Distance-based allocations in Gecko are declared, as either close or far. Close-memory allocations are performed within the location that runs current region. However, far-memory allocations are performed within the parent (or grandparents) of the targeted location. For instance, in Figure 4, if LocG is chosen for kernel execution, declaring a memory as close will allocate memory within LocG, while declaring it as far: 3 will allocate it in LocN (since it is its third grandparent).

In addition, Gecko provides realloc and move keywords for distance-based memory allocations. The realloc keyword allocates a memory block when entering a region and frees it when exiting a region. However, with the move keyword, a memory block is allocated on the first touch and is moved around within the hierarchy between the subsequent Gecko regions.

With a minimal code change, Gecko enables the distance-based memory allocation challenge by how to declare and utilize distancebased allocations, as discussed above. Figure 5 shows the sequence of actions that takes place so that Gecko performs a distance-based allocation. The code snippet in Figure 5, annotated with Gecko's directives, is utilizing X and Y variables where each variable points to N double precision floating-point numbers that are allocated in LocN and LocG, respectively. We declare a distance-based memory space, named d, that is designated as a close memory (1). Gecko starts by allocating a dummy memory block on the heap (2). The dummy block is basically a handle to distinguish the distance-based allocations from the regular ones. Then, Gecko inserts an entry into GMT to record the memory request (3), and then allocates a memory block as soon as it determines the destination location. We updated the structure of GMT, as shown in Figure 5, to handle the distance-based allocations. The two new fields, distance and real\_addr, hold the distance parameter and the address of allocated memory block in the destination target, respectively.

DATA LINES
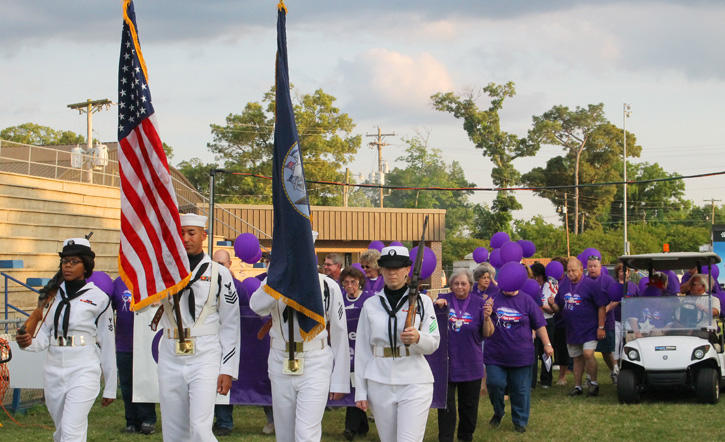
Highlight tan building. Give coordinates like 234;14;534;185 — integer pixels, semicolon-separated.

COMPLETE THE FOLLOWING
- 1) In the Gecko passage, why does Gecko first allocate a dummy memory block on the heap when it performs a distance-based allocation?
- 2) According to the Gecko passage, when does the move keyword allocate a memory block?
- 3) List every option the Gecko passage names for declaring or handling distance-based memory allocations.

EXPECTED RESULTS
- 1) The dummy block serves as a handle that lets Gecko tell distance-based allocations apart from regular ones.

- 2) On the first touch.

- 3) close, far, realloc, move